▽

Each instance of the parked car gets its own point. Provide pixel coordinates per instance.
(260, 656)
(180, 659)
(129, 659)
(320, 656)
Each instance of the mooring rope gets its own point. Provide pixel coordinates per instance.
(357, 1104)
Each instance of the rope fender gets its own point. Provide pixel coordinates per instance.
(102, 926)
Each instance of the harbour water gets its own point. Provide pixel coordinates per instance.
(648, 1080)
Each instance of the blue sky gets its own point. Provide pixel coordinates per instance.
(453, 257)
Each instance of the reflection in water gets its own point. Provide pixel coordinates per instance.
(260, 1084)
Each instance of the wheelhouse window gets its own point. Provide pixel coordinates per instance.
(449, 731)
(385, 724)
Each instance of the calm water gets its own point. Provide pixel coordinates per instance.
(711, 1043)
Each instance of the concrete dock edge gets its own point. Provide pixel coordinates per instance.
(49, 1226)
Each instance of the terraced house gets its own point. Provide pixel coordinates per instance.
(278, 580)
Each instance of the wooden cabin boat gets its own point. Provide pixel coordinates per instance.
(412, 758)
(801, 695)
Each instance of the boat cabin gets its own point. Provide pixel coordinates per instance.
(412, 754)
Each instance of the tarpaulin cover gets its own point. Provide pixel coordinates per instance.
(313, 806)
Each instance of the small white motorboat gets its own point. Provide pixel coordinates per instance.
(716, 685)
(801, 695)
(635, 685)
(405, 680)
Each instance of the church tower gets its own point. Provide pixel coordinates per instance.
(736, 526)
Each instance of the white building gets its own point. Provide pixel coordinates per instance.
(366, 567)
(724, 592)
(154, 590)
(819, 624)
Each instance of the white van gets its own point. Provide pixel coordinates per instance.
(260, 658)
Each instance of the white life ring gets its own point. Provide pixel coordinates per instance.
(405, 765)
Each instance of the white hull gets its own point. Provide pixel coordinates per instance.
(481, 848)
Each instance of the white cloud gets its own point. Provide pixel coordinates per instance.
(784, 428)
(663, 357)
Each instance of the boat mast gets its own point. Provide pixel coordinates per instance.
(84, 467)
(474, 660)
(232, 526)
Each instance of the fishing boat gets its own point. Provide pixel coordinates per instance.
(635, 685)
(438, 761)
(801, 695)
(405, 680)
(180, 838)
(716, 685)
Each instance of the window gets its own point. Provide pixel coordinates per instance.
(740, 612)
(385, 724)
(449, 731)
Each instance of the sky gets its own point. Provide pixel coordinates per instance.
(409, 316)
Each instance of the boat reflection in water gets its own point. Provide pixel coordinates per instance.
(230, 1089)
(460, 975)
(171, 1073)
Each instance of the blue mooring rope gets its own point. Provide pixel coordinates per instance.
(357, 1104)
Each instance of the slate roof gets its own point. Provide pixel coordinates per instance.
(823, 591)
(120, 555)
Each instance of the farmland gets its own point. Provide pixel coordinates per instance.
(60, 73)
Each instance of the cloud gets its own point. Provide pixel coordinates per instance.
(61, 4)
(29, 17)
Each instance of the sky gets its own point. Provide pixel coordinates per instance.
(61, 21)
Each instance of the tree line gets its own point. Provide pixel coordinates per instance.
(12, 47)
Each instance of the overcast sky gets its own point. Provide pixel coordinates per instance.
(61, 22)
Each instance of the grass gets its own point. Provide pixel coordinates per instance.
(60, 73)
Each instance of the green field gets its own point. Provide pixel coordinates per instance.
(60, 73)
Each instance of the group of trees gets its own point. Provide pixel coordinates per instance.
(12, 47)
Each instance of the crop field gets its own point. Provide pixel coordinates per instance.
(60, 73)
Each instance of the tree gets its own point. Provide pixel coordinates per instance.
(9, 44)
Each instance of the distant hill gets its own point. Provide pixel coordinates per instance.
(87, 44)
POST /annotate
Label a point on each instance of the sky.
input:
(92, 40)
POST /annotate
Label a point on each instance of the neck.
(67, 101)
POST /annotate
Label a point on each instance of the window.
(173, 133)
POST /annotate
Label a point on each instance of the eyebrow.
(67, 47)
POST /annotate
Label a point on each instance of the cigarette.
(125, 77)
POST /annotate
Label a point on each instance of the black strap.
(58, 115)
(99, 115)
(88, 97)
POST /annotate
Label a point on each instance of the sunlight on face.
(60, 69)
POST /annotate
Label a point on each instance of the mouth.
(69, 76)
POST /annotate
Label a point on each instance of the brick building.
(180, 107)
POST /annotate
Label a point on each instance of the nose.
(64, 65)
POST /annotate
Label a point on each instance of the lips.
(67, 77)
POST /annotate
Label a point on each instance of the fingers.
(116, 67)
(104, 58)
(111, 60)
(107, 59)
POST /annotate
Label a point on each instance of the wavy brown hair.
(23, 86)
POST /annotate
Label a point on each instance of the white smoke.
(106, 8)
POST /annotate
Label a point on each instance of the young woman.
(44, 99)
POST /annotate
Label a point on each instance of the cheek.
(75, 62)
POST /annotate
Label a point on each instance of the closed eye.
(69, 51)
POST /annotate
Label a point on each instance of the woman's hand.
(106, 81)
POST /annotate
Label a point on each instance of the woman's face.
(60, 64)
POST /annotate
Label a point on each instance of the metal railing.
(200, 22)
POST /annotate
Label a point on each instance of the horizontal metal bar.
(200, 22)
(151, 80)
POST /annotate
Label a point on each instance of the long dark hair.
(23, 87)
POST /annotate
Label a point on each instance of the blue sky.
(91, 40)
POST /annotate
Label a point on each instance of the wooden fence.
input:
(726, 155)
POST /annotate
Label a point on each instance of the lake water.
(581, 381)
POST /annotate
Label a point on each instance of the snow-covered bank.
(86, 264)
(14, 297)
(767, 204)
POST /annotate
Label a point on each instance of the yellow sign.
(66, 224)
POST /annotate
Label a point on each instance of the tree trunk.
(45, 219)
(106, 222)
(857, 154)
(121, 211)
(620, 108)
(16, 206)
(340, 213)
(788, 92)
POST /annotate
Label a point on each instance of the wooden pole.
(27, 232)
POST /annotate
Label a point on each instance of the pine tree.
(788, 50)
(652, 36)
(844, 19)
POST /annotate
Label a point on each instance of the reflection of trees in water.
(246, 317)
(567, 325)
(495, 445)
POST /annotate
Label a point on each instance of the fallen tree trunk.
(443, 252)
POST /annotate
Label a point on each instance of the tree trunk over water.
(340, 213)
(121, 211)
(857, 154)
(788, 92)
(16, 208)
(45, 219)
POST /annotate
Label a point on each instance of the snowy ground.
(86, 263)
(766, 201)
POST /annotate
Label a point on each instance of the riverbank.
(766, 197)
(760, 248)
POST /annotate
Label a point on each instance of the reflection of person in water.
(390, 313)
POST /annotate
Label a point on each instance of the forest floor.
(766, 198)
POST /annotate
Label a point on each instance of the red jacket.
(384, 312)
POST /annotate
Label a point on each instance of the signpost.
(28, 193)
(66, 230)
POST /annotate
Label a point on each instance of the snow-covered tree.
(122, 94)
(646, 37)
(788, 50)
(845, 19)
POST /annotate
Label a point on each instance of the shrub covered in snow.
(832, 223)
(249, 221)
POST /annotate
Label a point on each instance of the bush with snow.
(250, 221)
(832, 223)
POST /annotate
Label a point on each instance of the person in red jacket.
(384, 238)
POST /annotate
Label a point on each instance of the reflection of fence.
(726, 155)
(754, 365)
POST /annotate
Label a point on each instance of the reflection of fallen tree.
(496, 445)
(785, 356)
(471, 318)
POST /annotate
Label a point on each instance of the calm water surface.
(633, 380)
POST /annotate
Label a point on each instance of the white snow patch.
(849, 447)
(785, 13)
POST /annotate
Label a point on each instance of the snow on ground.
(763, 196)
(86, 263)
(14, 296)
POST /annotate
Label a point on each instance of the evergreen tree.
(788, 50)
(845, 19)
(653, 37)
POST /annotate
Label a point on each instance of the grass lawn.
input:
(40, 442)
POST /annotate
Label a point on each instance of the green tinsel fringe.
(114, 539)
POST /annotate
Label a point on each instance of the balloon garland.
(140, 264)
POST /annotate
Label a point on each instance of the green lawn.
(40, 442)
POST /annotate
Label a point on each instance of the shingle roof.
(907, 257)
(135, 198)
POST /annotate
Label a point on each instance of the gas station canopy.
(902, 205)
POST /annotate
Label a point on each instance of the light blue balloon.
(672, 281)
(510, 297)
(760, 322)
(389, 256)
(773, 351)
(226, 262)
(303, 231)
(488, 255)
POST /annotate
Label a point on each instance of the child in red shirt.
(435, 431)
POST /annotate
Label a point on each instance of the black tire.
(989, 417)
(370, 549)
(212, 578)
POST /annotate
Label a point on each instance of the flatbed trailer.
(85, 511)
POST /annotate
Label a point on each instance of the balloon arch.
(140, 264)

△

** GIVEN REQUEST **
Repeat the items from the beginning through the line containing "(260, 1084)", inclusive, and swap "blue sky" for "clear sky". Leave everything else unchanged, and give only those lines.

** FINISHED TASK **
Each instance of the parked car gets its own point. Provide pixel coordinates per instance.
(260, 656)
(180, 659)
(129, 659)
(320, 656)
Each instance of the mooring rope gets its own point. Provide pixel coordinates per instance.
(357, 1104)
Each instance of the rope fender gets its own point. Provide pixel coordinates per instance.
(102, 926)
Each instance of the harbour water gets its own point. Provide pixel coordinates per instance.
(648, 1080)
Each instance of the clear sky gets its own point. Provide pixel coordinates per instance.
(453, 257)
Each instance of the reflection in water gets its own point. Provide pixel coordinates per instance.
(260, 1084)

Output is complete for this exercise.